• RAW DATA
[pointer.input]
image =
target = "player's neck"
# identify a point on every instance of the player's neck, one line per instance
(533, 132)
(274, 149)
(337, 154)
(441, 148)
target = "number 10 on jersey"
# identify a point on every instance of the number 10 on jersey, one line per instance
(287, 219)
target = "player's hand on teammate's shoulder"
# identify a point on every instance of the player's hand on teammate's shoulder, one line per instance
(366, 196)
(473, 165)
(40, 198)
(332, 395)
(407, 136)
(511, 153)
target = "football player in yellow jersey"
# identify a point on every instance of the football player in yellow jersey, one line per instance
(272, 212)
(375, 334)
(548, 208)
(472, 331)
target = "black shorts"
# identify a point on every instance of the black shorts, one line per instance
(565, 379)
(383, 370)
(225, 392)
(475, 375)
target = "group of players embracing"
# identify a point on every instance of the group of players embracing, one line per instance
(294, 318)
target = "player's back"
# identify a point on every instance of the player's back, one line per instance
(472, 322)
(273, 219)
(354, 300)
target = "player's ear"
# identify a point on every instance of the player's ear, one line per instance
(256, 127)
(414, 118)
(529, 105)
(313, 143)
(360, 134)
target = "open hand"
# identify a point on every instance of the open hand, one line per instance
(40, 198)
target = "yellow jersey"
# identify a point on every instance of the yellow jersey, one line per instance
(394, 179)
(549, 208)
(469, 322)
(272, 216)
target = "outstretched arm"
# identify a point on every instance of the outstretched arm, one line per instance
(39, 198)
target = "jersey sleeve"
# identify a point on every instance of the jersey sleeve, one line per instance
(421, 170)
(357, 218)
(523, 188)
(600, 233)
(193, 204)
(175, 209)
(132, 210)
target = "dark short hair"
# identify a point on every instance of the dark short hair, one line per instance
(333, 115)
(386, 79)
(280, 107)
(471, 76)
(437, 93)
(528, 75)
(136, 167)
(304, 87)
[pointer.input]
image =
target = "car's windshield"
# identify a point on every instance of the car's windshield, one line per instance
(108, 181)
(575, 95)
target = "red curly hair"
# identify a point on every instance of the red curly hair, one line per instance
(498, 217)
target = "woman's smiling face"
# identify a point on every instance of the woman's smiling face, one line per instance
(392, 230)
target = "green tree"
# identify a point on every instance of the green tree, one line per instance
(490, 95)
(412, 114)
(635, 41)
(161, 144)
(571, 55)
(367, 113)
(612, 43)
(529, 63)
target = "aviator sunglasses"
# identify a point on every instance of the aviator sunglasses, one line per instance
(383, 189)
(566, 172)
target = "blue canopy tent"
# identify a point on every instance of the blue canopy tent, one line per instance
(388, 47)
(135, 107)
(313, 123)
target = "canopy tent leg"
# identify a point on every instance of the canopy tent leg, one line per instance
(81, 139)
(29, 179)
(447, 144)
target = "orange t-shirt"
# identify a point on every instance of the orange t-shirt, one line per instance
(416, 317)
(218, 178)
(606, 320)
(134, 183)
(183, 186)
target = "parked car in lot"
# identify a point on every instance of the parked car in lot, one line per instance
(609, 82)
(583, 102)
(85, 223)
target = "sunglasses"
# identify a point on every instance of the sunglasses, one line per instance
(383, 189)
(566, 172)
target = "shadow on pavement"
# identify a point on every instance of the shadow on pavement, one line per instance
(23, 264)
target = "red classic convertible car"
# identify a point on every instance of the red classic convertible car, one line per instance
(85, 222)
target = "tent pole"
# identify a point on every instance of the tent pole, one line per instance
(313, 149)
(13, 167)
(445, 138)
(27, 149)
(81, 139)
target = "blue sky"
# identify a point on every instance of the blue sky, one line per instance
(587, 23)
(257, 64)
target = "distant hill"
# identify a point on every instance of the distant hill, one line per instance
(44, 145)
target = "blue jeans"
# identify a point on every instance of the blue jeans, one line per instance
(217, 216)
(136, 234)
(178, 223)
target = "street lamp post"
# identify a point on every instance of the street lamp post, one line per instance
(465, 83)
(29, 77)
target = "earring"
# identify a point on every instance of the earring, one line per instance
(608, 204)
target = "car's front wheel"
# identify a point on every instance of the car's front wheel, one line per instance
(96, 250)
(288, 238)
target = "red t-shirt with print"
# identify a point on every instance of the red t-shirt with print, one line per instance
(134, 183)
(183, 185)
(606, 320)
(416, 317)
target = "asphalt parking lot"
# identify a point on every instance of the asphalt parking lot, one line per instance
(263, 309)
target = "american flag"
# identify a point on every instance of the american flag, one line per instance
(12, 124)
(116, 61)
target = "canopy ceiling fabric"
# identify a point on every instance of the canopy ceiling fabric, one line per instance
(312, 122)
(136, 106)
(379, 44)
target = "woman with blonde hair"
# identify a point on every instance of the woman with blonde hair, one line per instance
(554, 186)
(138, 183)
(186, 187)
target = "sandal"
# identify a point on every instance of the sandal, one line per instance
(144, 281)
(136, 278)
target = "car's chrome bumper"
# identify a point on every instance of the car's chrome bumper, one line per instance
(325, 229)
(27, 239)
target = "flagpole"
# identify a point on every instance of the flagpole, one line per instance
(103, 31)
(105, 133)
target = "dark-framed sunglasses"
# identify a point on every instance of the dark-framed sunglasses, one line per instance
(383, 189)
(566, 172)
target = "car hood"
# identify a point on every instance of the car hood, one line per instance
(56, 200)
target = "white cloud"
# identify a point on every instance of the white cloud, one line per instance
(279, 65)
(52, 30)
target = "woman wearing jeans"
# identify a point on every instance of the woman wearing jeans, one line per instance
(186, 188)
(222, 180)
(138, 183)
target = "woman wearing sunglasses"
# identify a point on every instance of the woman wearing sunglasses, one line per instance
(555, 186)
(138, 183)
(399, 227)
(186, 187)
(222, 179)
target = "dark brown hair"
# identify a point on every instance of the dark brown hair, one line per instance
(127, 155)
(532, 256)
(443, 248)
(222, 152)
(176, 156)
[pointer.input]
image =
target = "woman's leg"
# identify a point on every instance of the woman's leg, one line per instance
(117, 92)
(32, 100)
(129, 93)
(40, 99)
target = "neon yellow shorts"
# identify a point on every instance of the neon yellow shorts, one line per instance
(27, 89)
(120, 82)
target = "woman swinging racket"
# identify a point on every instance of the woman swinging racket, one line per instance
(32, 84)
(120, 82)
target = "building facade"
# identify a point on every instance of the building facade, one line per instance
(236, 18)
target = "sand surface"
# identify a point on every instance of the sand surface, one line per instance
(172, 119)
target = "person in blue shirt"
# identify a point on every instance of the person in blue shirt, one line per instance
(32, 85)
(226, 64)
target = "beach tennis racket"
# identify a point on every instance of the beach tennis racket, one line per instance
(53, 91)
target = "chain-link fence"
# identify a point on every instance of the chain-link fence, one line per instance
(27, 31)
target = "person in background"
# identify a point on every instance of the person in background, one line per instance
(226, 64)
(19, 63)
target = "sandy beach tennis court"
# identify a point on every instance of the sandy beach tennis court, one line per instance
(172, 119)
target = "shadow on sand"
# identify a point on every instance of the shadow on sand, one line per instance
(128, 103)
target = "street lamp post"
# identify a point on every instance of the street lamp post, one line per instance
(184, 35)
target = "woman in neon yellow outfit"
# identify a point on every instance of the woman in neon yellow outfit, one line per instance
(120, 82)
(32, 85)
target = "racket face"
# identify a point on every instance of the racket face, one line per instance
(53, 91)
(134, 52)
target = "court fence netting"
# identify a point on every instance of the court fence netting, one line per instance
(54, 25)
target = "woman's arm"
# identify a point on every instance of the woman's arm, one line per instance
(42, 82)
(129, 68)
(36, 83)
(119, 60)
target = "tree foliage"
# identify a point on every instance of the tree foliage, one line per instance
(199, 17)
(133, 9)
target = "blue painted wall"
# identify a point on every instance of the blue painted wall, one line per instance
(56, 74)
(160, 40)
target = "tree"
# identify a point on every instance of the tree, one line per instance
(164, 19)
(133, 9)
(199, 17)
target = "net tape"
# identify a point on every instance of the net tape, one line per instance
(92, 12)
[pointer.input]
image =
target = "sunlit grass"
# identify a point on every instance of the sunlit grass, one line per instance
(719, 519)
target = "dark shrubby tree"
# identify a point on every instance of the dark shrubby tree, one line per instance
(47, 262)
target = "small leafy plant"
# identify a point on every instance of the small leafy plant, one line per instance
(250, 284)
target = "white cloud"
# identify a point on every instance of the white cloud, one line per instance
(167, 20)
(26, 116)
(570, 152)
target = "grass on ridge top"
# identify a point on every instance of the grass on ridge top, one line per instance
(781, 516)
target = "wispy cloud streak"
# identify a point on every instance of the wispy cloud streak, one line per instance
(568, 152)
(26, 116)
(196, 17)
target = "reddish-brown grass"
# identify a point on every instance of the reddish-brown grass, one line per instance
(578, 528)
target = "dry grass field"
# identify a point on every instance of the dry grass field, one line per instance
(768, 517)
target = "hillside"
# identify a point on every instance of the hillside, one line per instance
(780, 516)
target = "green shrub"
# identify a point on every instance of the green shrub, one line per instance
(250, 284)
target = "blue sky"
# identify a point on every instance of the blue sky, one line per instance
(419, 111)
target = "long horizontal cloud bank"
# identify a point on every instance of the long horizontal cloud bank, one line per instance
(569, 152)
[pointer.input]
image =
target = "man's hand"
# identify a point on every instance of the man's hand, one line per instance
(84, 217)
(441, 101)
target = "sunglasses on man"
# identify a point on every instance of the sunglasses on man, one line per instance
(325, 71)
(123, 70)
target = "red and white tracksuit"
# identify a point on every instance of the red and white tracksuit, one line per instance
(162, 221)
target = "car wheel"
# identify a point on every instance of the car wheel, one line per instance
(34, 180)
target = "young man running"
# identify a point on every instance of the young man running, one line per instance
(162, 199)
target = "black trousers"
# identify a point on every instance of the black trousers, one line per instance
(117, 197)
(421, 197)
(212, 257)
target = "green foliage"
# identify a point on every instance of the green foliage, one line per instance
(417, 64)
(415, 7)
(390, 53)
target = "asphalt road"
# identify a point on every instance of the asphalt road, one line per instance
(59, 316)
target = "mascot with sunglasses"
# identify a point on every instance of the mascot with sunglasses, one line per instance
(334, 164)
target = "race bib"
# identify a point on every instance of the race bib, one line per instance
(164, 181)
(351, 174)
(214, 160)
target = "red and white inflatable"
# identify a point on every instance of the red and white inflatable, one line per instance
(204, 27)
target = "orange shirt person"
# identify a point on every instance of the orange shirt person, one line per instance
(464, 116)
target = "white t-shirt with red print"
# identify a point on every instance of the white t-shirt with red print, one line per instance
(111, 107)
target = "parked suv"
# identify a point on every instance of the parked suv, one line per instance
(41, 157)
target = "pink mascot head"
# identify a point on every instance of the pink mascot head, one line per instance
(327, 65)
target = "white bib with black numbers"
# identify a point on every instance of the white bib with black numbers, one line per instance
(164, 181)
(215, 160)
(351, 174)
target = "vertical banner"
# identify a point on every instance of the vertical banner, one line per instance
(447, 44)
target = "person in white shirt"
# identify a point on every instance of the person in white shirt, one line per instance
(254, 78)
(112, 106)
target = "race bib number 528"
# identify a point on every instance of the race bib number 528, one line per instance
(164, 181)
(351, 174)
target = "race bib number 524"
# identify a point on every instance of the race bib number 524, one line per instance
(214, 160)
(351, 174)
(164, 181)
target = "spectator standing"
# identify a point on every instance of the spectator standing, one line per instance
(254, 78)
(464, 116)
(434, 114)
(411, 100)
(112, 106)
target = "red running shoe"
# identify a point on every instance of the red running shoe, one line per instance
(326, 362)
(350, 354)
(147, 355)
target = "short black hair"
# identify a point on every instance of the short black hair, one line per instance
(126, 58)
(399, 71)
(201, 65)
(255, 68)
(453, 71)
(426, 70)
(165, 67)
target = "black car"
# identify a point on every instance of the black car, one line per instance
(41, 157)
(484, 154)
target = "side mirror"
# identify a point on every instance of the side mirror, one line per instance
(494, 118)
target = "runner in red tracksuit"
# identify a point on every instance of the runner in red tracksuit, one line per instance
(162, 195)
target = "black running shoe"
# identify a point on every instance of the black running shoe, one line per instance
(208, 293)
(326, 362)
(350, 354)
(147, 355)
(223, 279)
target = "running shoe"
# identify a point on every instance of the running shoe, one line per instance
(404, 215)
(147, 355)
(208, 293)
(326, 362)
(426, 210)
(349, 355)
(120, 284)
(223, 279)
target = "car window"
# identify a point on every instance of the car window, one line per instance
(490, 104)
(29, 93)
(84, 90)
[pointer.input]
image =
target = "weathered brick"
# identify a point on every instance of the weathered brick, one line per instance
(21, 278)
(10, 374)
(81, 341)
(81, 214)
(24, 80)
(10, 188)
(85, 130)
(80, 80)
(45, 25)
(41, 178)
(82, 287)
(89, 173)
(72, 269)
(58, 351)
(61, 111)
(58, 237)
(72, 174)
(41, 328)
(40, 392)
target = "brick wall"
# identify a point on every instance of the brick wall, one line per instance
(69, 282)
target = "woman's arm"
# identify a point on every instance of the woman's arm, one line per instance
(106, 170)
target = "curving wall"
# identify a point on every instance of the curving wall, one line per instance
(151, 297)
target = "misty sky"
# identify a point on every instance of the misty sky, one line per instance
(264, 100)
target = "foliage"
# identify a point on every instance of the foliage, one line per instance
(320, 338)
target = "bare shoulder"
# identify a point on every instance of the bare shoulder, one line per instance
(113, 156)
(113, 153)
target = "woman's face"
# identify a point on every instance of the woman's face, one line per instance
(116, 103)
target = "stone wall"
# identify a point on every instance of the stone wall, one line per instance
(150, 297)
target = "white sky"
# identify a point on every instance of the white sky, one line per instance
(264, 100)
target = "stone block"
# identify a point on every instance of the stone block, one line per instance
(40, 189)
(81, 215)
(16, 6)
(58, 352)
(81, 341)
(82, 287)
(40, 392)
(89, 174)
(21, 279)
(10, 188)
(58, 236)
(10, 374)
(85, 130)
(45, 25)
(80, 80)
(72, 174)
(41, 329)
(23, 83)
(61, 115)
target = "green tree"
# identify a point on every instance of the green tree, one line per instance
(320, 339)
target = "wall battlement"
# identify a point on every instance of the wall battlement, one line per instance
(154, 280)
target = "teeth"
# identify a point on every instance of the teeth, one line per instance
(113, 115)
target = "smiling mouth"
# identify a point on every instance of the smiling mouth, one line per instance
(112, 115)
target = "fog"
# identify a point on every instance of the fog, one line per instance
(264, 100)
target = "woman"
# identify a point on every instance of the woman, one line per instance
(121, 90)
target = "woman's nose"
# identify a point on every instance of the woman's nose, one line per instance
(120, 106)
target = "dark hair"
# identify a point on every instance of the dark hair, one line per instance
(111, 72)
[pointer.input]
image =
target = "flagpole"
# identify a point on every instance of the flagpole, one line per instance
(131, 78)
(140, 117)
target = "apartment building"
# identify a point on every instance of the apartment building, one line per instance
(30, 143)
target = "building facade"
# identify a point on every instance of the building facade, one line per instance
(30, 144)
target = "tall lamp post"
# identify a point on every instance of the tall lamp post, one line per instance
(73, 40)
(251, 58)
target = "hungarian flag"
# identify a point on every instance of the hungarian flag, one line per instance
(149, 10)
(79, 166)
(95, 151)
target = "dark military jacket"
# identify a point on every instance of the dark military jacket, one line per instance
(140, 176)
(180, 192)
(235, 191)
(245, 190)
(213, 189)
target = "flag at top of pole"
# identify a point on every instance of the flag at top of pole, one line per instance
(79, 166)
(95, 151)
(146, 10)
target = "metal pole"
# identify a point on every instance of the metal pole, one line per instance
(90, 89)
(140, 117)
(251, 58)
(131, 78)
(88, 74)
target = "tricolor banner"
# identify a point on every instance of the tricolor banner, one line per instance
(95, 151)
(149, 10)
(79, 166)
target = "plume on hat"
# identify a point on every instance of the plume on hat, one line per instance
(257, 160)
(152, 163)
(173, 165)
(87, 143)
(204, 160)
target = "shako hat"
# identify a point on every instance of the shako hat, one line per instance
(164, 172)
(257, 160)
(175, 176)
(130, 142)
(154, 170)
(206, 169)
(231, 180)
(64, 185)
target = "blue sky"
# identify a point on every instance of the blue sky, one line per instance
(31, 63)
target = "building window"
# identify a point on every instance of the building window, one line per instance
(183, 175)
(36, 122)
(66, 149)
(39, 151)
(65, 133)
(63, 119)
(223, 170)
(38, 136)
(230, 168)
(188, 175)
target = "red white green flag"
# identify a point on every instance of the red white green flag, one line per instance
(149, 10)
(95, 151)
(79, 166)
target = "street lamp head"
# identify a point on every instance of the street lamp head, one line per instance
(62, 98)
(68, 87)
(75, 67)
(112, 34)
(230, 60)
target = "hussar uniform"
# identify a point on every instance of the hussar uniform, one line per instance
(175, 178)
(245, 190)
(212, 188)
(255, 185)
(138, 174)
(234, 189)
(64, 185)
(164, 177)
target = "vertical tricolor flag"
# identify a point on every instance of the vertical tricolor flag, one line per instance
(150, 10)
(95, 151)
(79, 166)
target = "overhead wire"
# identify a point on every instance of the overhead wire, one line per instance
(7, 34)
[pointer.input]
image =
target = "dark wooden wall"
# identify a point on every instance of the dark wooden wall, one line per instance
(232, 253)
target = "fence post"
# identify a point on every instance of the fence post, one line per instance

• EXERCISE INSTRUCTIONS
Report how many of the lines above contain the string "earring", with a case-sensitive match. Give only the number.

• TASK RESPONSE
2